▸ **Reading passage**
● ● ● ●

Clashes in Libya as protesters prepare for ‘Day of Anger’ (Second Lead, changing dateline)

Wednesday, February 16, 2011

CAIRO/TRIPOLI - At least 38 people were injured when police clashed with hundreds of demonstrators in the Libyan city of Benghazi overnight, media reports said Wednesday.

Quryna newspaper quoted a medical source as saying that all the injured were treated in hospital, but later released.

The newspaper, which referred to the protesters as “saboteurs” in earlier reports, is owned by Saif al-Islam, son of Libyan leader Moamer Gaddafi.

Clashes erupted ahead of what activists called a “Day of Anger” Thursday, as they sought to end Gaddafi’s 41-year-old rule, following revolts in neighbouring Egypt and Tunisia.

“Pressure from the street is big. In Libya, the same will happen like in Tunisia and Egypt,” said Abdulhamid Salim al-Haasi, a spokesman for the London-based National Conference of the Libyan Opposition (NCLO).

He urged young Libyans to demonstrate “peacefully” and not to seek direct confrontation with the state powers.

Anti-Gaddafi demonstrators hurled stones at police, who responded with water cannon, the online newspaper Libya al-Youm reported.

A video posted on the internet showed protesters tearing up posters of the Libyan leader. Another showed people chanting “the regime is barbaric, we are not” and “enough”.

The European Union urged Libyan authorities to allow anti-government protesters to demonstrate and take their demands seriously.

Protesters in Benghazi were angered by the arrest of activist and lawyer Fathi Turbil, who was reportedly freed after the protest.

Turbil represents families of prisoners killed in Tripoli’s Abu Salim jail, where more than 1,000 prisoners died in 1996. Families of the victims have been demanding that the culprits be punished.

Government sources said that 110 prisoners detained in Abu Salim prison were to be released Wednesday.

State-owned al-Jamahirya TV, meanwhile, showed hundreds of Libyans demonstrating nationwide in support of the government.

“The protesters were expressing their eternal adhesion to their leader,” the channel said, showing pictures of them carrying Gaddafi portraits and green banners, as well as criticizing the television network Al Jazeera.

“Tell Al Jazeera we want no one else but our leader,” chanted Gaddafi supporters in the cities of Tripoli and Sirte.

The demonstration follows political unrest in Egypt, Yemen and Algeria which has seen anti-government protesters calling for more employment opportunities, reform and democracy.

The demonstrations in Tunisia and Egypt ultimately toppled the presidents in both countries.

● ● ● ●

▸ **Activity**
Copy the Libya report starting at the words "Turbil represents families" and ending after "of the government.", swapping "prisoners" for "inmates" wherever it occurs. The lines that come next are separate material with no connection to the Libya report.

▸ **Material supplied**
● ● ● ●

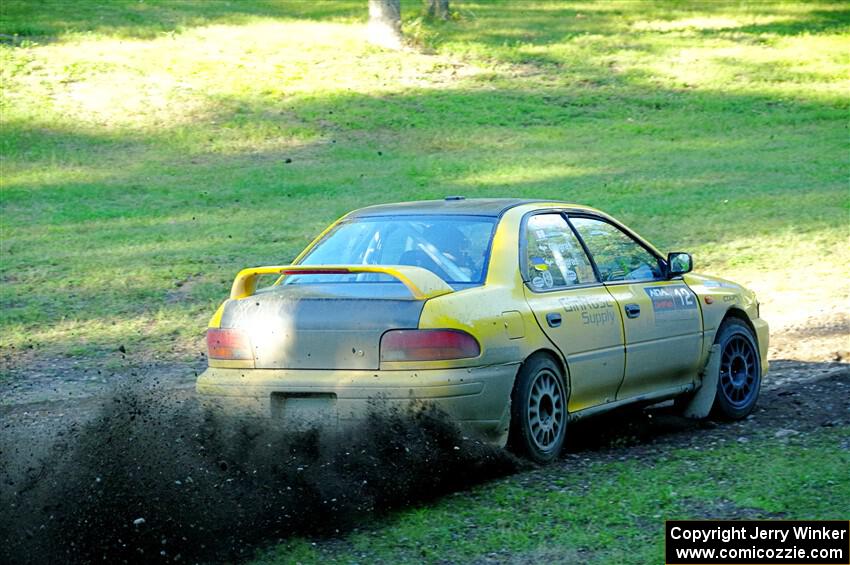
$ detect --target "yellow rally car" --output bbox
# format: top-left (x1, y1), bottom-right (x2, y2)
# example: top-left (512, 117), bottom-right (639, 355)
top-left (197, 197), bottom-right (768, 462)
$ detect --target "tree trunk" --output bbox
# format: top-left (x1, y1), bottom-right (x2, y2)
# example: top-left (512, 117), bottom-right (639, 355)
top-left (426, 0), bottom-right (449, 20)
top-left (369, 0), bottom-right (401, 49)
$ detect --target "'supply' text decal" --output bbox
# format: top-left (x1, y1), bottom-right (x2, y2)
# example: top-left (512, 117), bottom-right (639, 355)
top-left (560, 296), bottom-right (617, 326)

● ● ● ●

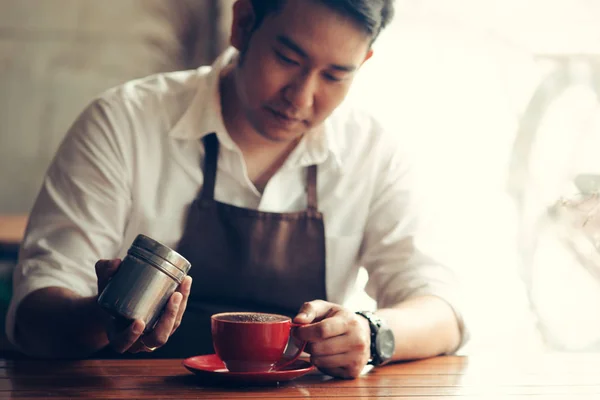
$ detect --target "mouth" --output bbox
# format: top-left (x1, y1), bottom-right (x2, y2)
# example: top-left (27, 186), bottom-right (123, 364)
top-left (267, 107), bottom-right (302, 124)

● ● ● ●

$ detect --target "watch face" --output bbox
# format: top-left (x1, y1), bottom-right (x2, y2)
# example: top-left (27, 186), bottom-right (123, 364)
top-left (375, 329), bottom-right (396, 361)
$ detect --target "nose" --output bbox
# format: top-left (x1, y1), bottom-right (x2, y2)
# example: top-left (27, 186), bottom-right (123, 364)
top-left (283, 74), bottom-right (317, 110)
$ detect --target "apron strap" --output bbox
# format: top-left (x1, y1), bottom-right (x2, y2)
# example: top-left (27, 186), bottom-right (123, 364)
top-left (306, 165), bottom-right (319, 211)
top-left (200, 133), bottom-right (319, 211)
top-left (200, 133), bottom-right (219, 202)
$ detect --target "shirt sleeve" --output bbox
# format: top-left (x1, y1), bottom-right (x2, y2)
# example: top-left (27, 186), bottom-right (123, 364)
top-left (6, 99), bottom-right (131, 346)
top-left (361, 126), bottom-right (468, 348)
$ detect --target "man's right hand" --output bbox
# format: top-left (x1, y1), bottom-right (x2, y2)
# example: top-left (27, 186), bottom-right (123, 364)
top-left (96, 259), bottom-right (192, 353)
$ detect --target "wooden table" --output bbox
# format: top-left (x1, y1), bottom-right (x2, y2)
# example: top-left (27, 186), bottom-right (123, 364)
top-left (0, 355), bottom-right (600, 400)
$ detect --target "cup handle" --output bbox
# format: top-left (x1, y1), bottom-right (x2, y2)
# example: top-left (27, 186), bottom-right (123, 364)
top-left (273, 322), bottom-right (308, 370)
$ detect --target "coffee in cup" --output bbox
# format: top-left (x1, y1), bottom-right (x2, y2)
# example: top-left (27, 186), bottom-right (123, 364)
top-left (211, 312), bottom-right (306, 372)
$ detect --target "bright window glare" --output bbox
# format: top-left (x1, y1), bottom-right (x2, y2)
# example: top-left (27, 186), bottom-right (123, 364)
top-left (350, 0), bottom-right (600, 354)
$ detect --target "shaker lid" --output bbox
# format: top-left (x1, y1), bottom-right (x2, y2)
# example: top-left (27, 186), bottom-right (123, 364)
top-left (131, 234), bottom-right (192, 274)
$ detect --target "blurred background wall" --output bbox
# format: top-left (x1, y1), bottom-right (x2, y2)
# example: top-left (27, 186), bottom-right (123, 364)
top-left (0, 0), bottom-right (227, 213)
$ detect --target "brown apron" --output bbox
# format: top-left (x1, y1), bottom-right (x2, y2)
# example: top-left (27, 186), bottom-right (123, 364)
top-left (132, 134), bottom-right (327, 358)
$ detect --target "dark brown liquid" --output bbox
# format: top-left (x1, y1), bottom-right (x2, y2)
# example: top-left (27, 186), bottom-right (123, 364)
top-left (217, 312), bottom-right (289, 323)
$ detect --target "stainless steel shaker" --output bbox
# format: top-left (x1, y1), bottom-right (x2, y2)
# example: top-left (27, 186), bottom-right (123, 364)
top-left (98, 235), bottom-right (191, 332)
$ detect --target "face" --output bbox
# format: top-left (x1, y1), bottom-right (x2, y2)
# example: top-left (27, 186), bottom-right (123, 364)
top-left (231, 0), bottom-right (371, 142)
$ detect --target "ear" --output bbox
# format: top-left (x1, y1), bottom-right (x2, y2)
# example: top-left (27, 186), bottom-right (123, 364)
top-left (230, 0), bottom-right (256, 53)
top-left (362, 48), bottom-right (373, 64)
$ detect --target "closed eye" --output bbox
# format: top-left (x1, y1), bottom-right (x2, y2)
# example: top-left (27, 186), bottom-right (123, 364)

● ● ● ●

▸ **Solution to the problem**
Turbil represents families of inmates killed in Tripoli’s Abu Salim jail, where more than 1,000 inmates died in 1996. Families of the victims have been demanding that the culprits be punished.

Government sources said that 110 inmates detained in Abu Salim prison were to be released Wednesday.

State-owned al-Jamahirya TV, meanwhile, showed hundreds of Libyans demonstrating nationwide in support of the government.